REQUIRED ACTION - Search the entries for the word "tire" and copy each line that has it.
*-*-*
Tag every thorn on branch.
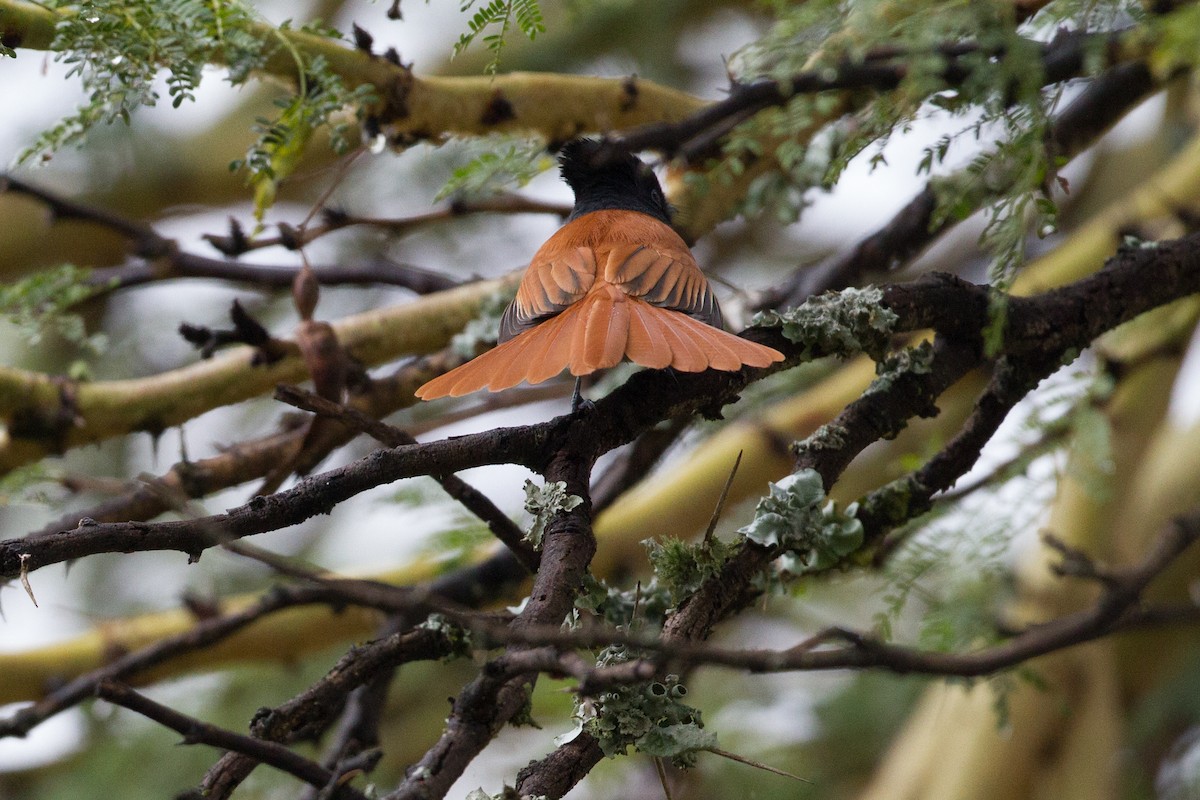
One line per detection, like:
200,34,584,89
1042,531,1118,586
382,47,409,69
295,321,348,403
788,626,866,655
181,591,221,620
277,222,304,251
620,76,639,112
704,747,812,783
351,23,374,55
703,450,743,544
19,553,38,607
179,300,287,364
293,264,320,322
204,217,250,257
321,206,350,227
*-*-*
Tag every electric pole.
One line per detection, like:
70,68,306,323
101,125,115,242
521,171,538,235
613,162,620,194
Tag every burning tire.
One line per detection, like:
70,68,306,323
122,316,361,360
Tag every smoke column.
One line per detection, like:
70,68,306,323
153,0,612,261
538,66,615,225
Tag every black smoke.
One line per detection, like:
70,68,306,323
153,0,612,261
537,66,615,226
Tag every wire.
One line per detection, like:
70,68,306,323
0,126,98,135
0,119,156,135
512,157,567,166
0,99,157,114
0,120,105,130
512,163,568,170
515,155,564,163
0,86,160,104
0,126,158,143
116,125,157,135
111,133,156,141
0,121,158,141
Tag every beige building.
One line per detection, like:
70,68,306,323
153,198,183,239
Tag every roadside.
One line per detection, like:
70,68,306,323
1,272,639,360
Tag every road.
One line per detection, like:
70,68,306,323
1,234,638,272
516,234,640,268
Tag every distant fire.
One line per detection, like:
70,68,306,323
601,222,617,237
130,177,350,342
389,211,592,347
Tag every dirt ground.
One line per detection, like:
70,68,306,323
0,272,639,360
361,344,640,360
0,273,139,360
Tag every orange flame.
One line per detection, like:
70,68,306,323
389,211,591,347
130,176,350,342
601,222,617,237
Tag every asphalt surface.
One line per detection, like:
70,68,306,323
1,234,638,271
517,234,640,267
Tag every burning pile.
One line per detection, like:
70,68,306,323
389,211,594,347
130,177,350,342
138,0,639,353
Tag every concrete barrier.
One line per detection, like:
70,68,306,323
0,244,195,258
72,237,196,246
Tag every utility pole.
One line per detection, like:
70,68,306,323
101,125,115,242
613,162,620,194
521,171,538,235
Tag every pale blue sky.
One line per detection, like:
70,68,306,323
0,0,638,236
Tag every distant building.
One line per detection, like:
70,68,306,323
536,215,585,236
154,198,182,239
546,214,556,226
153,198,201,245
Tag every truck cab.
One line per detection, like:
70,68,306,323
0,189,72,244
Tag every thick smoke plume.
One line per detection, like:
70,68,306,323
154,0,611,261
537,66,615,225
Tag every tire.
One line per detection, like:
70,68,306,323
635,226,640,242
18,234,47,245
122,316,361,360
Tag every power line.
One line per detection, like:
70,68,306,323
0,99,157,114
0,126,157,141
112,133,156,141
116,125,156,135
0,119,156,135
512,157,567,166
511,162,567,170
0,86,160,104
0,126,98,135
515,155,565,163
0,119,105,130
*-*-*
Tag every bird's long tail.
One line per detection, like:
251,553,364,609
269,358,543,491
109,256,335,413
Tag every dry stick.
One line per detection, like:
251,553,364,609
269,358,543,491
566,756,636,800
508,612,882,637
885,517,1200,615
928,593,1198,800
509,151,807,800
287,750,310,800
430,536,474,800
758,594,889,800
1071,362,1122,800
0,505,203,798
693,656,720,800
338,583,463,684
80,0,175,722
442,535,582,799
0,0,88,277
*-*-*
RESPONSE AREA -
Tag every burning tire.
Tag every tire.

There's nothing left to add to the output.